Location annotation dataset excerpts

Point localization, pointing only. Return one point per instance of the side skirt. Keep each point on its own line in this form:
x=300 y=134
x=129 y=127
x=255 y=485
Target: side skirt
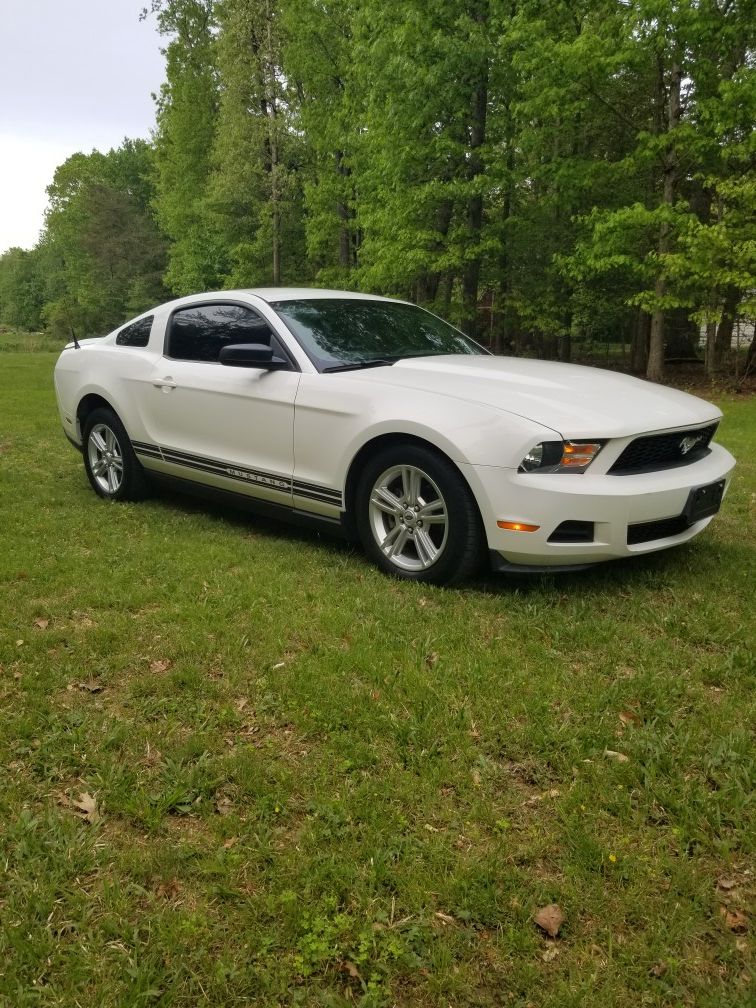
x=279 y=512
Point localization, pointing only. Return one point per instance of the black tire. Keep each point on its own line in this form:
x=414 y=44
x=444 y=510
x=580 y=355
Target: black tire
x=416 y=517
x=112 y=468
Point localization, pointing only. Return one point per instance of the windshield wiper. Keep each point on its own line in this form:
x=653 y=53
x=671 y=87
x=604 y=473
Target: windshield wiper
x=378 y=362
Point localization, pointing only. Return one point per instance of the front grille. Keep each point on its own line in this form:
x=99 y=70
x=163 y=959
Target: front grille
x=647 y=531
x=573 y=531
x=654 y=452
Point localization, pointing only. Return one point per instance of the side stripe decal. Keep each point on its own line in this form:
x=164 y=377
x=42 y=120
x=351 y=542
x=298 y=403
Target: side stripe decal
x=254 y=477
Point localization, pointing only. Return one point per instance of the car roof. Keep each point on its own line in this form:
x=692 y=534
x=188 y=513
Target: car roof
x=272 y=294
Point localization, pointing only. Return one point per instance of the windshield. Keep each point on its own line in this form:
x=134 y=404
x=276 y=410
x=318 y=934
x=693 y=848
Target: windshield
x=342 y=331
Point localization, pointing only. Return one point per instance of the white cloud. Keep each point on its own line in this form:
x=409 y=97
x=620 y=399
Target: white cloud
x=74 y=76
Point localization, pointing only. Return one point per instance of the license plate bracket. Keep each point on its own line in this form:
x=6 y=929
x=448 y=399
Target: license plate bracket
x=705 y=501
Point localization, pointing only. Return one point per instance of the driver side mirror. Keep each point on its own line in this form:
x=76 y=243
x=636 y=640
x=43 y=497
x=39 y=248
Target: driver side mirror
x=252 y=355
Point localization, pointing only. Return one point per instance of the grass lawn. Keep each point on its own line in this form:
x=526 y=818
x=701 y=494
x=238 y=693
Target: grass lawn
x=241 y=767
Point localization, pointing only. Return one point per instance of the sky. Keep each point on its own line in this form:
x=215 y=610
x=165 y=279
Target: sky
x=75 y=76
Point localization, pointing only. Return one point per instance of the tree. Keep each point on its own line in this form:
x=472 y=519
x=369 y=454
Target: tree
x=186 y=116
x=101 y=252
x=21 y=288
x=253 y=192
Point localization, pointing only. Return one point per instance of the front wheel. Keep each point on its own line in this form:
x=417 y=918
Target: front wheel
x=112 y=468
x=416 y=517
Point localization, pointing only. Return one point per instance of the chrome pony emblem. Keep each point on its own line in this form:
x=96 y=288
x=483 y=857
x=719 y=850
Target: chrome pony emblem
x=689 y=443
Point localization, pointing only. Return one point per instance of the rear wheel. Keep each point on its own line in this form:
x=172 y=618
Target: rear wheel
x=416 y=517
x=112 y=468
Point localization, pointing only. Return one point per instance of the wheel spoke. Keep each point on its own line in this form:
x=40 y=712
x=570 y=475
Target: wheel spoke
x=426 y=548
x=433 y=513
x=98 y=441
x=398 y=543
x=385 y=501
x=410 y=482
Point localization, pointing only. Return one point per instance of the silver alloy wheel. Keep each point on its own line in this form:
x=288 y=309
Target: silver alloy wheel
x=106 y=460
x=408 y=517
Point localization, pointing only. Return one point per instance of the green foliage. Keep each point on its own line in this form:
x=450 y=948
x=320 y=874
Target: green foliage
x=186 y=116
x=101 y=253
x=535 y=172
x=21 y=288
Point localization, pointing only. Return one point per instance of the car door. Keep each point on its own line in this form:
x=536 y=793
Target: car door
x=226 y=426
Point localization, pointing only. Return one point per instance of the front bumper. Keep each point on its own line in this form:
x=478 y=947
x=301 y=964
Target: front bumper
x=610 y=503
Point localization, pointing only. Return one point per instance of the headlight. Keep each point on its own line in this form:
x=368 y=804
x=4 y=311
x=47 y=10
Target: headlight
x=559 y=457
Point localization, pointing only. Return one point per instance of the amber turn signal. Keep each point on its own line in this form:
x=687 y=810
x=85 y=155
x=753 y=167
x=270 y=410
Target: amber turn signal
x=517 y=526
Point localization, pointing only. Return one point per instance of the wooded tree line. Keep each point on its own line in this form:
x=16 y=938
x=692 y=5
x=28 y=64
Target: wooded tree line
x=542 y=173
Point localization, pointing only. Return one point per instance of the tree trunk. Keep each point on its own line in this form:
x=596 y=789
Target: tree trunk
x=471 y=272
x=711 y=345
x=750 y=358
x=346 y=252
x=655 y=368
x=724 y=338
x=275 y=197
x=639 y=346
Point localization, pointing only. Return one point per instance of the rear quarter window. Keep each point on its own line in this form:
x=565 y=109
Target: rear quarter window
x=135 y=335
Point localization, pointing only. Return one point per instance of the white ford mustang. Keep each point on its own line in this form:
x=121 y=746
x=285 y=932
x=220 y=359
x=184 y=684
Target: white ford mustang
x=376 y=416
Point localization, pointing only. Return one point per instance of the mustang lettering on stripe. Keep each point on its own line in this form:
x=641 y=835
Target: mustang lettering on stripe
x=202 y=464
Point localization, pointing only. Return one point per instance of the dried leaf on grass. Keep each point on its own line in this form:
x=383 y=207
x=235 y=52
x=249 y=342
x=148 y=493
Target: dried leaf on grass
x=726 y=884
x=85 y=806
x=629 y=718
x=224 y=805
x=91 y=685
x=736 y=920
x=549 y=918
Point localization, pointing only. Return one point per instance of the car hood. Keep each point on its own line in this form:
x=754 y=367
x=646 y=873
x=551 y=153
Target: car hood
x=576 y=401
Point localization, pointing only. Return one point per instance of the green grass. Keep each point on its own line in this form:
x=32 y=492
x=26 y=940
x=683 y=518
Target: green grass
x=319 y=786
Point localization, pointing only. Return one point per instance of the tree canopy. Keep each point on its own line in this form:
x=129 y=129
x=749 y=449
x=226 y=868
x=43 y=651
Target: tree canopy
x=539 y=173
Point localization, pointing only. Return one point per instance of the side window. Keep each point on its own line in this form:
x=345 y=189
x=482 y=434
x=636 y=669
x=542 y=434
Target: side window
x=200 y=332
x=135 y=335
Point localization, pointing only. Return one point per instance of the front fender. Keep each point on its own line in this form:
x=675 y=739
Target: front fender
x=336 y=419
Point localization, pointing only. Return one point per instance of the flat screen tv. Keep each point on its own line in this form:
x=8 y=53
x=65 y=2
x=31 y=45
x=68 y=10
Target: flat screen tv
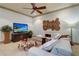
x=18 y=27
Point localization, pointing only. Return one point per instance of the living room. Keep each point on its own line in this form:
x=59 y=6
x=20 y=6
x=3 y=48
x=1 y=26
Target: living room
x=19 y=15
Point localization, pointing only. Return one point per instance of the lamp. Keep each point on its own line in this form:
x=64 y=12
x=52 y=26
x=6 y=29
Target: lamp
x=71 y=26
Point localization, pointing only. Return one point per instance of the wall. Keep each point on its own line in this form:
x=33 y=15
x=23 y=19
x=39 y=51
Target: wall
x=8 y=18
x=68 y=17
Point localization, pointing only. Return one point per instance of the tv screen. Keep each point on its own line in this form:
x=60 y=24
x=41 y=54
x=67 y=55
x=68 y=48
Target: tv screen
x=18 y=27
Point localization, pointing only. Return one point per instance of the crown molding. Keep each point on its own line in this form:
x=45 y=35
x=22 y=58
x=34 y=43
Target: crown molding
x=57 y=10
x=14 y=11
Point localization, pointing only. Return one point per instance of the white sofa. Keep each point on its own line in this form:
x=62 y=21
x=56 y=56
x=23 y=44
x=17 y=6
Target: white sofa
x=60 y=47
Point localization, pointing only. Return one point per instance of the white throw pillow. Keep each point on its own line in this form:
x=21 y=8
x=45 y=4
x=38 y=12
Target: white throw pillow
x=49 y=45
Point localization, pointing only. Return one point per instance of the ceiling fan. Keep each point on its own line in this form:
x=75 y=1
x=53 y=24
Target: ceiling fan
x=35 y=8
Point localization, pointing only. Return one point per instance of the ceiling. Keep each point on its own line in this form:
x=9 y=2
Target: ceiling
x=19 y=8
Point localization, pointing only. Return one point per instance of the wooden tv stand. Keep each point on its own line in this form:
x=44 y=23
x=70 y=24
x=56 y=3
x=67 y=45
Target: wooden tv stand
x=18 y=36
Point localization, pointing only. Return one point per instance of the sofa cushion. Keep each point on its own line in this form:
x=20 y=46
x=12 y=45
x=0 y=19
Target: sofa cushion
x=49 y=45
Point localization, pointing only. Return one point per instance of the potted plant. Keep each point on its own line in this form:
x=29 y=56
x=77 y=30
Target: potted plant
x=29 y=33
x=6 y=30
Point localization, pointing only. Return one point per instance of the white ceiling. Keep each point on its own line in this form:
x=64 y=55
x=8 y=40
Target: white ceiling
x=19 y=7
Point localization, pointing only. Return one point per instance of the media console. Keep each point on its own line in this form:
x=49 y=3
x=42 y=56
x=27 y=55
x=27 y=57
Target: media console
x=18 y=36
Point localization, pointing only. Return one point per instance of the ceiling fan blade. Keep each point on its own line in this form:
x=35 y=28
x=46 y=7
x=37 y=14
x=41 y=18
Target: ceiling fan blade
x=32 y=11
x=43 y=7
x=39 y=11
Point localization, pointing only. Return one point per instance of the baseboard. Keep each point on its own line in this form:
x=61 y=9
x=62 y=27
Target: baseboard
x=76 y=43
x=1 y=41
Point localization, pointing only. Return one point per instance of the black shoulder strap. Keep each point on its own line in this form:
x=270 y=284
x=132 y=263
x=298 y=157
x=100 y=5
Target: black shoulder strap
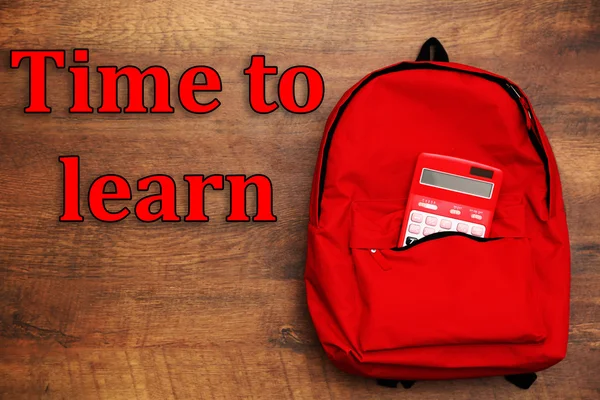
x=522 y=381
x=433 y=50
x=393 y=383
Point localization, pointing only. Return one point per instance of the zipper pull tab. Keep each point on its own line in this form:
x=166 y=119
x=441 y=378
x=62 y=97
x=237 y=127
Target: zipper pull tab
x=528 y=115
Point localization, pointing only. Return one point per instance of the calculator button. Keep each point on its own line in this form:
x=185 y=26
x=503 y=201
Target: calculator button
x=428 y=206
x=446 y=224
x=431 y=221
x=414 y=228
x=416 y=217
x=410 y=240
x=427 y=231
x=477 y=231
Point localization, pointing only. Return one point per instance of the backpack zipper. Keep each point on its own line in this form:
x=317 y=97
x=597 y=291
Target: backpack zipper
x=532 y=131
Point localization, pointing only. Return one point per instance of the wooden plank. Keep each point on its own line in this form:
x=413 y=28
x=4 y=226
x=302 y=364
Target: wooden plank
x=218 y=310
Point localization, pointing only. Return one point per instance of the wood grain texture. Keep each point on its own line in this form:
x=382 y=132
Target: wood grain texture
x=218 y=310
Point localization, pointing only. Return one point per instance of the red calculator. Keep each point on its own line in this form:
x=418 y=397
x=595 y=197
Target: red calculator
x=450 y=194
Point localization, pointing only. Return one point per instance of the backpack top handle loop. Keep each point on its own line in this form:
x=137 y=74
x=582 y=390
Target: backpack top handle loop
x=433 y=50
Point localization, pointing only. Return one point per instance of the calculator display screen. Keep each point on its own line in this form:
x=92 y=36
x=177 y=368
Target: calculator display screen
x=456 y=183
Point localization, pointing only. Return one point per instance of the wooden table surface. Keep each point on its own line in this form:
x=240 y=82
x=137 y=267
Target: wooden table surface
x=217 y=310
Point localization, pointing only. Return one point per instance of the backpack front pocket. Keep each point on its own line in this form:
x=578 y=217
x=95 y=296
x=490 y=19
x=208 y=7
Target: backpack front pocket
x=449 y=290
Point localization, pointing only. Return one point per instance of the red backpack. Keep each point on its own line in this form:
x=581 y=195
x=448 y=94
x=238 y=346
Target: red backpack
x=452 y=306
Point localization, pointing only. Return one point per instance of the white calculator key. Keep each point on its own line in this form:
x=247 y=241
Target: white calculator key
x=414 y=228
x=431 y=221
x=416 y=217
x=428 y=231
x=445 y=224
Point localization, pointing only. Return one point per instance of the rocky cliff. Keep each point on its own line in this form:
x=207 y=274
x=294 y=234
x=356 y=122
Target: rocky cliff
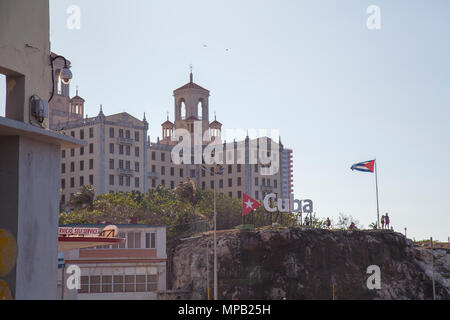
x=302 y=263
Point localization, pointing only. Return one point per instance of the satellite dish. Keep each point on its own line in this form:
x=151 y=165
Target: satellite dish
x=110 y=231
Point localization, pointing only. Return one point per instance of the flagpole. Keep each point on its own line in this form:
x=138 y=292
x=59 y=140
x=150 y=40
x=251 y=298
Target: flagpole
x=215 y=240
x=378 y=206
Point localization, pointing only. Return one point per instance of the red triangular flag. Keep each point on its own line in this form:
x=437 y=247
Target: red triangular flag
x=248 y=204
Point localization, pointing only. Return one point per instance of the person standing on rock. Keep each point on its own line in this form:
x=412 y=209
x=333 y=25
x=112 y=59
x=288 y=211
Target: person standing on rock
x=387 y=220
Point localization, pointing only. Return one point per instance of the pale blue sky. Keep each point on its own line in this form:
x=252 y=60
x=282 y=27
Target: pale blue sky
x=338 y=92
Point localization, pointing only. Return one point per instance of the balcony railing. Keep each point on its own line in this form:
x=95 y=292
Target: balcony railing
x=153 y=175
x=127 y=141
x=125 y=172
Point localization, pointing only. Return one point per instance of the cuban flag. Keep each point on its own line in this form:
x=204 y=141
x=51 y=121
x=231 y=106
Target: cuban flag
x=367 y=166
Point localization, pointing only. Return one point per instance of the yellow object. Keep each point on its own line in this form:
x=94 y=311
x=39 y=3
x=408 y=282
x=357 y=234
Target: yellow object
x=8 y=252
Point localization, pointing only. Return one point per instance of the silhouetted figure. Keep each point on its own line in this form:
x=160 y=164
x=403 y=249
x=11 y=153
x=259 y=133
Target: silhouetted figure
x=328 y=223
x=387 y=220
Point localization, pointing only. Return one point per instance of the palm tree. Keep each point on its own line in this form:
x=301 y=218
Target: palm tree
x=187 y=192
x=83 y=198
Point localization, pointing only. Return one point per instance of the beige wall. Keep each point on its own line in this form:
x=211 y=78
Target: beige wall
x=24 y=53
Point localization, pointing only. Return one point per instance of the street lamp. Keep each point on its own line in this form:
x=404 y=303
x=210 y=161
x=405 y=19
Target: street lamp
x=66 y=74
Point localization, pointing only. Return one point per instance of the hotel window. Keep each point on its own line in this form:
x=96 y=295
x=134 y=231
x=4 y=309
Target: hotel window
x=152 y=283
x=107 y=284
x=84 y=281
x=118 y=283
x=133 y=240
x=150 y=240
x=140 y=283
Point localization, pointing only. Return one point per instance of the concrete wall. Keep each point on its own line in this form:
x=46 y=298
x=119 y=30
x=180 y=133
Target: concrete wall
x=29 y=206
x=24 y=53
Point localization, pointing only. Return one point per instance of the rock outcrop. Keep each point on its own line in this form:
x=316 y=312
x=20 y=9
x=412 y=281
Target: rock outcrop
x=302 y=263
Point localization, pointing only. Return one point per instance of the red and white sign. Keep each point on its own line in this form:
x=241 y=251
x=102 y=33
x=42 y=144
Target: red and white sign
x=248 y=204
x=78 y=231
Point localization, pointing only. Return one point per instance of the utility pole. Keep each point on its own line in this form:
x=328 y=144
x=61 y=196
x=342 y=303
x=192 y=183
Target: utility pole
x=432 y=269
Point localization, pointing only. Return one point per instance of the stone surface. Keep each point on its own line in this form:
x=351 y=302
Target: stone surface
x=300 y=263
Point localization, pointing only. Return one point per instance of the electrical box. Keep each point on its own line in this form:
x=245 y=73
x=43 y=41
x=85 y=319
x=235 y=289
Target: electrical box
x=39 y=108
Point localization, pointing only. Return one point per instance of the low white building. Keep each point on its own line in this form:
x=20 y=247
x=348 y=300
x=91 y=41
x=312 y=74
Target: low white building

• _Work to complete_: Rewrite the part of the records that opens with the line containing "of the tree." and closes with the line containing "x=253 y=192" as a Markdown table with the columns Row and Line. Number the rows from 1 and leave out any blank lines.

• _Correct output_:
| Row | Line |
|---|---|
| 1 | Point localization, pointing only. Return one point per instance of the tree. Keep each point on its own line in this form: |
| 2 | x=472 y=519 |
| 3 | x=369 y=454 |
| 4 | Target: tree |
| 5 | x=186 y=116 |
| 6 | x=101 y=252 |
| 7 | x=21 y=288 |
| 8 | x=253 y=192 |